══ Material for this exercise ══

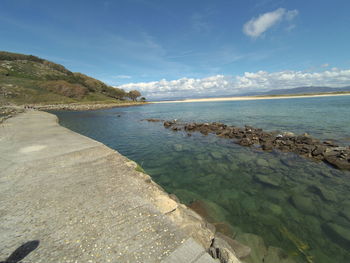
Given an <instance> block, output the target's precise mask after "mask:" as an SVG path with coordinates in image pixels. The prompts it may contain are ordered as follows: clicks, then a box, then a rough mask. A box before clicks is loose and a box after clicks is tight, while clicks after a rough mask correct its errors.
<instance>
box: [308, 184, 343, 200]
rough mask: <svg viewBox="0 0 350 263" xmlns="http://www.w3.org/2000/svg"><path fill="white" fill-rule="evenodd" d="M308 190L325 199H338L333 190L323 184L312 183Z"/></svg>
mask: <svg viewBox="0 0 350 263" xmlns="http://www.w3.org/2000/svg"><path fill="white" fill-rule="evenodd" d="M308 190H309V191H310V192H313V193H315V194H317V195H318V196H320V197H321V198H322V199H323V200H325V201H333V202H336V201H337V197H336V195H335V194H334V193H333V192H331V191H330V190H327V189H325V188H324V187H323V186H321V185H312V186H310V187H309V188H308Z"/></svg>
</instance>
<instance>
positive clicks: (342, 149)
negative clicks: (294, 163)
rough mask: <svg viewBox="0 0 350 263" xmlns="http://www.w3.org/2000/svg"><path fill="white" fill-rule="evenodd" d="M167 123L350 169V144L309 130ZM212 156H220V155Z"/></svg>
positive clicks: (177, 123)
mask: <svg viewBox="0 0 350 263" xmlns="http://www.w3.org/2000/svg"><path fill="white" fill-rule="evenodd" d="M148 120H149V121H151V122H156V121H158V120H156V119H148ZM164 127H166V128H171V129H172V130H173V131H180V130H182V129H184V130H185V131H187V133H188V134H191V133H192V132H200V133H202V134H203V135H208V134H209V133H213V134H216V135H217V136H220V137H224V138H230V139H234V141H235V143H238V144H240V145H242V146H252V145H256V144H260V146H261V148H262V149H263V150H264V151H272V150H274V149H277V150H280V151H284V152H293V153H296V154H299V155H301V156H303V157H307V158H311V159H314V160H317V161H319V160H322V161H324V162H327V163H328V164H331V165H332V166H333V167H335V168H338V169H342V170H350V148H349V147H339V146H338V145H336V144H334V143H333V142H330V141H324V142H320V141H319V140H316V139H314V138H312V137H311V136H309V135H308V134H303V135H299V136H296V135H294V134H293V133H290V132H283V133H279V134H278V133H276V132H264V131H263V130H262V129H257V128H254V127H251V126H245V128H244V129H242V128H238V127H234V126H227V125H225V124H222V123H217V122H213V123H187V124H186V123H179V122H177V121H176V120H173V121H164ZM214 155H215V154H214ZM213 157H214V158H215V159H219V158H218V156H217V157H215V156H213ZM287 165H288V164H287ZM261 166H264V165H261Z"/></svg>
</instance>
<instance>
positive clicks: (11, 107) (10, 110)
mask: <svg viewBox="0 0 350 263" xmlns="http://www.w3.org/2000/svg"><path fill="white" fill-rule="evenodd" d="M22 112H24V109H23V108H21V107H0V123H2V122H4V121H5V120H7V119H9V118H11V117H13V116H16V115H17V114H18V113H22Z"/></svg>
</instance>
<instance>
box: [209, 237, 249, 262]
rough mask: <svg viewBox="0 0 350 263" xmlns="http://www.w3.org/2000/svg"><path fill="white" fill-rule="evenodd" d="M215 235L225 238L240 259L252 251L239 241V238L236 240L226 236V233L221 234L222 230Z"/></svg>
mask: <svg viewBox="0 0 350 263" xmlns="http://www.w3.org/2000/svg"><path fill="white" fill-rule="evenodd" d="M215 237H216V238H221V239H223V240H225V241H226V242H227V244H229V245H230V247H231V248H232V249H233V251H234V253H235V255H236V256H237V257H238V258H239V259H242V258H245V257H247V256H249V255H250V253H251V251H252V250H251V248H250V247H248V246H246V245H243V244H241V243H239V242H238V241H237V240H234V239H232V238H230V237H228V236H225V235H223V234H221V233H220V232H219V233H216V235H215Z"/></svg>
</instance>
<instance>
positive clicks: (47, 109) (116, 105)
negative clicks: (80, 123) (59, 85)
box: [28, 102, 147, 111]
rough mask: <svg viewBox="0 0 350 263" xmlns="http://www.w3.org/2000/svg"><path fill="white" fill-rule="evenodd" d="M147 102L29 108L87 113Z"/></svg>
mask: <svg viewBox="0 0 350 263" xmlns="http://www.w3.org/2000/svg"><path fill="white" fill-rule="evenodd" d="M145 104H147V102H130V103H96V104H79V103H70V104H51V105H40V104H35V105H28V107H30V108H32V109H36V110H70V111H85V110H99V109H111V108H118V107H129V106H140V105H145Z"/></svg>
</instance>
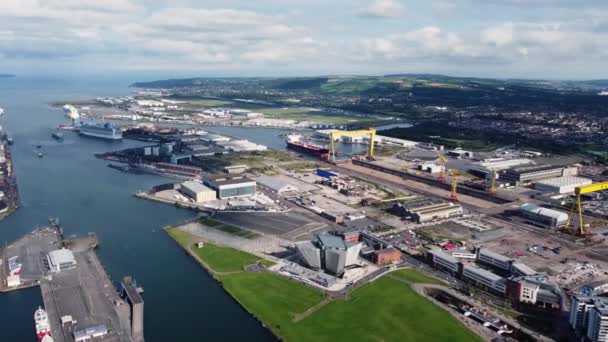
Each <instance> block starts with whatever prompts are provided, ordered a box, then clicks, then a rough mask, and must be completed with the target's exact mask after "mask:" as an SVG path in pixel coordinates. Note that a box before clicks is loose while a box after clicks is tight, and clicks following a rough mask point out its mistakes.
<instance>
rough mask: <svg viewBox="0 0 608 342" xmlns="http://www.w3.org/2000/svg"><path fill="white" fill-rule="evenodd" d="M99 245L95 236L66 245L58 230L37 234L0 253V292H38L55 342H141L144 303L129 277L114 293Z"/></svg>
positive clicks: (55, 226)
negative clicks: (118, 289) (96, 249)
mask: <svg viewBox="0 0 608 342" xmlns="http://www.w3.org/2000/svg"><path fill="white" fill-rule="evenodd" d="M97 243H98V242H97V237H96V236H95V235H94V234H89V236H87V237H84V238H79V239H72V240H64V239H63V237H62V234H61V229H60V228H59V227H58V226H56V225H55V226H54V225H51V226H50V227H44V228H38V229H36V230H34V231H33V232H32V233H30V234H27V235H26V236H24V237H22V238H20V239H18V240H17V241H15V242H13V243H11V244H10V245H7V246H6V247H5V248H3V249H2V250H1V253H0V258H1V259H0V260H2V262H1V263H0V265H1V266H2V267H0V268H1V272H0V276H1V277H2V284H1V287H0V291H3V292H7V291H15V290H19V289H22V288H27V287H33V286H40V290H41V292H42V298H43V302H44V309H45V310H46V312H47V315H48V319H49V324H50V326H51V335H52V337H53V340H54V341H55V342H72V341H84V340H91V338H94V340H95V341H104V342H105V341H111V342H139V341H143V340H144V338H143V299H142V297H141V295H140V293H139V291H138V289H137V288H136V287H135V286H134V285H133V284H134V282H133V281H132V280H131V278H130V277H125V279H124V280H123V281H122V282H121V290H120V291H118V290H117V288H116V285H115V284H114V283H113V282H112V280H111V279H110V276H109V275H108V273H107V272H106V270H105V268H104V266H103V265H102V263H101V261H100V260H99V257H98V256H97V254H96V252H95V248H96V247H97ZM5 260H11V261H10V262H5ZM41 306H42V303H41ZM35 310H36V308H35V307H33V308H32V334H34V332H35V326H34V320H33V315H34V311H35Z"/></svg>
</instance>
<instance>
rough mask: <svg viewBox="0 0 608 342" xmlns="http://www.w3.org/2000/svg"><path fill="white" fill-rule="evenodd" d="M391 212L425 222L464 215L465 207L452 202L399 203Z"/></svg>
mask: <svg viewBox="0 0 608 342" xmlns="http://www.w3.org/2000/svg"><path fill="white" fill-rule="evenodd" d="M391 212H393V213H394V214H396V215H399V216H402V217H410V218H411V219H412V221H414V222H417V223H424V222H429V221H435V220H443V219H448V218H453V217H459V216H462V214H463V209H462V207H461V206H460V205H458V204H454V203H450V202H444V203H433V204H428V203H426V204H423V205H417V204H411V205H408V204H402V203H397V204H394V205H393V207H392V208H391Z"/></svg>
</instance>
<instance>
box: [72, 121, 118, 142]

═══

• **What you have to do**: Put every line of the records above into a Markdown table with the columns Row and Text, numbering the rows and skipping blank lines. Leave the pictures out of the table.

• **Answer section**:
| Row | Text |
|---|---|
| 1 | Given an <instance> block, output the target's precise mask after "mask:" as an SVG path with coordinates in image pixels. The prompts it may contain are ordered as follows: clicks, then a box, then a rough mask. A box before clicks is loose and a box after clicks is tight, while clicks after a rough mask correct its errors. |
| 2 | <instance> |
| 3 | box: [308, 184, 343, 200] |
| 4 | rough mask: <svg viewBox="0 0 350 263" xmlns="http://www.w3.org/2000/svg"><path fill="white" fill-rule="evenodd" d="M308 190L325 199H338L333 190L323 184L312 183Z"/></svg> |
| 5 | mask: <svg viewBox="0 0 350 263" xmlns="http://www.w3.org/2000/svg"><path fill="white" fill-rule="evenodd" d="M308 190H309V191H310V192H313V193H315V194H317V195H318V196H320V197H321V198H322V199H323V200H325V201H333V202H336V201H337V197H336V195H335V194H334V193H333V192H331V191H330V190H327V189H325V188H324V187H323V186H321V185H312V186H310V187H309V188H308Z"/></svg> |
| 6 | </instance> |
| 7 | <instance> |
| 8 | positive clicks: (342, 149) |
| 9 | negative clicks: (294, 163) |
| 10 | rough mask: <svg viewBox="0 0 350 263" xmlns="http://www.w3.org/2000/svg"><path fill="white" fill-rule="evenodd" d="M167 123L350 169V144L309 130ZM212 156H220V155Z"/></svg> |
| 11 | positive clicks: (177, 123) |
| 12 | mask: <svg viewBox="0 0 350 263" xmlns="http://www.w3.org/2000/svg"><path fill="white" fill-rule="evenodd" d="M148 120H149V121H151V122H156V121H158V120H156V119H148ZM164 127H166V128H171V129H172V130H173V131H180V130H182V129H184V130H185V131H187V133H188V134H191V133H192V132H200V133H202V134H203V135H208V134H209V133H213V134H216V135H217V136H220V137H224V138H230V139H234V141H235V143H238V144H240V145H242V146H252V145H256V144H260V146H261V148H262V149H263V150H264V151H272V150H274V149H277V150H280V151H284V152H293V153H296V154H299V155H301V156H303V157H307V158H311V159H314V160H317V161H319V160H322V161H324V162H327V163H328V164H331V165H332V166H333V167H335V168H338V169H342V170H350V148H349V147H339V146H338V145H336V144H334V143H333V142H330V141H324V142H320V141H319V140H316V139H314V138H312V137H311V136H309V135H308V134H303V135H299V136H296V135H294V134H293V133H290V132H283V133H279V134H278V133H276V132H264V131H263V130H262V129H257V128H254V127H251V126H245V128H244V129H242V128H238V127H234V126H227V125H225V124H222V123H217V122H213V123H187V124H186V123H179V122H177V121H176V120H173V121H164ZM214 155H215V154H214ZM213 157H214V158H215V159H219V158H218V156H217V157H215V156H213ZM287 165H288V164H287ZM261 166H264V165H261Z"/></svg> |
| 13 | </instance> |
| 14 | <instance> |
| 15 | positive clicks: (11, 107) (10, 110) |
| 16 | mask: <svg viewBox="0 0 350 263" xmlns="http://www.w3.org/2000/svg"><path fill="white" fill-rule="evenodd" d="M22 112H24V109H23V108H21V107H0V123H2V122H4V121H5V120H7V119H9V118H11V117H13V116H16V115H17V114H18V113H22Z"/></svg> |
| 17 | </instance> |
| 18 | <instance> |
| 19 | box: [209, 237, 249, 262] |
| 20 | rough mask: <svg viewBox="0 0 350 263" xmlns="http://www.w3.org/2000/svg"><path fill="white" fill-rule="evenodd" d="M215 235L225 238L240 259L252 251L239 241V238L236 240L226 236V233L221 234L222 230Z"/></svg> |
| 21 | mask: <svg viewBox="0 0 350 263" xmlns="http://www.w3.org/2000/svg"><path fill="white" fill-rule="evenodd" d="M215 237H216V238H221V239H223V240H225V241H226V242H227V244H229V245H230V247H231V248H232V249H233V251H234V253H235V255H236V256H237V257H238V258H239V259H242V258H245V257H247V256H249V255H250V253H251V251H252V250H251V248H250V247H248V246H246V245H243V244H241V243H239V242H238V241H237V240H234V239H232V238H230V237H228V236H225V235H223V234H221V233H220V232H219V233H216V235H215Z"/></svg> |
| 22 | </instance> |
| 23 | <instance> |
| 24 | positive clicks: (47, 109) (116, 105) |
| 25 | negative clicks: (80, 123) (59, 85) |
| 26 | box: [28, 102, 147, 111] |
| 27 | rough mask: <svg viewBox="0 0 350 263" xmlns="http://www.w3.org/2000/svg"><path fill="white" fill-rule="evenodd" d="M147 102L29 108L87 113Z"/></svg> |
| 28 | mask: <svg viewBox="0 0 350 263" xmlns="http://www.w3.org/2000/svg"><path fill="white" fill-rule="evenodd" d="M145 104H147V102H130V103H96V104H79V103H70V104H51V105H40V104H35V105H28V107H30V108H32V109H36V110H70V111H85V110H99V109H111V108H118V107H129V106H140V105H145Z"/></svg> |
| 29 | </instance> |
| 30 | Each <instance> block starts with whatever prompts are provided, ordered a box, then clicks, then a rough mask, and must be completed with the target's exact mask after "mask:" as an SVG path in pixel coordinates. Note that a box before clicks is loose while a box after clicks is tight, and clicks following a rough mask point out its mistakes. |
| 31 | <instance> |
| 32 | rough mask: <svg viewBox="0 0 608 342" xmlns="http://www.w3.org/2000/svg"><path fill="white" fill-rule="evenodd" d="M99 245L95 236L66 245L58 230L37 234L0 253V292H38L55 342H141L144 303L129 277L114 293Z"/></svg> |
| 33 | positive clicks: (55, 226) |
| 34 | negative clicks: (118, 289) (96, 249) |
| 35 | mask: <svg viewBox="0 0 608 342" xmlns="http://www.w3.org/2000/svg"><path fill="white" fill-rule="evenodd" d="M97 243H98V242H97V237H96V236H95V235H94V234H89V236H87V237H84V238H79V239H72V240H64V239H63V237H62V234H61V229H60V228H59V227H58V226H56V225H55V226H54V225H51V226H50V227H44V228H38V229H36V230H34V231H33V232H32V233H30V234H27V235H26V236H24V237H22V238H20V239H18V240H17V241H15V242H13V243H11V244H10V245H7V246H6V247H5V248H3V249H2V250H1V253H0V258H1V259H0V260H2V262H1V263H0V265H1V266H2V267H0V268H1V272H0V276H1V277H2V284H1V287H0V291H3V292H7V291H15V290H19V289H22V288H27V287H33V286H40V290H41V292H42V298H43V302H44V309H45V310H46V312H47V315H48V319H49V324H50V326H51V335H52V337H53V340H54V341H55V342H72V341H84V340H91V338H94V340H95V341H104V342H105V341H111V342H139V341H143V340H144V338H143V299H142V297H141V295H140V293H139V291H138V289H137V288H136V287H135V286H134V285H133V284H134V282H133V281H132V280H131V278H130V277H125V279H124V280H123V281H122V282H121V290H120V291H118V290H117V288H116V285H115V284H114V283H113V282H112V280H111V279H110V276H109V275H108V273H107V272H106V270H105V268H104V266H103V265H102V263H101V261H100V260H99V257H98V256H97V254H96V252H95V248H96V247H97ZM5 260H11V261H10V262H5ZM41 306H42V303H41ZM35 310H36V308H35V307H33V308H32V334H34V332H35V326H34V320H33V315H34V311H35Z"/></svg> |
| 36 | </instance> |
| 37 | <instance> |
| 38 | rough mask: <svg viewBox="0 0 608 342" xmlns="http://www.w3.org/2000/svg"><path fill="white" fill-rule="evenodd" d="M391 212L425 222L464 215L465 207L452 202L399 203Z"/></svg> |
| 39 | mask: <svg viewBox="0 0 608 342" xmlns="http://www.w3.org/2000/svg"><path fill="white" fill-rule="evenodd" d="M391 212H393V213H394V214H396V215H399V216H402V217H410V218H411V219H412V221H414V222H417V223H424V222H429V221H435V220H443V219H448V218H453V217H459V216H462V214H463V209H462V207H461V206H460V205H458V204H454V203H450V202H444V203H433V204H428V203H426V204H423V205H417V204H411V205H408V204H402V203H397V204H394V205H393V207H392V208H391Z"/></svg> |
| 40 | </instance> |
| 41 | <instance> |
| 42 | box: [72, 121, 118, 142] |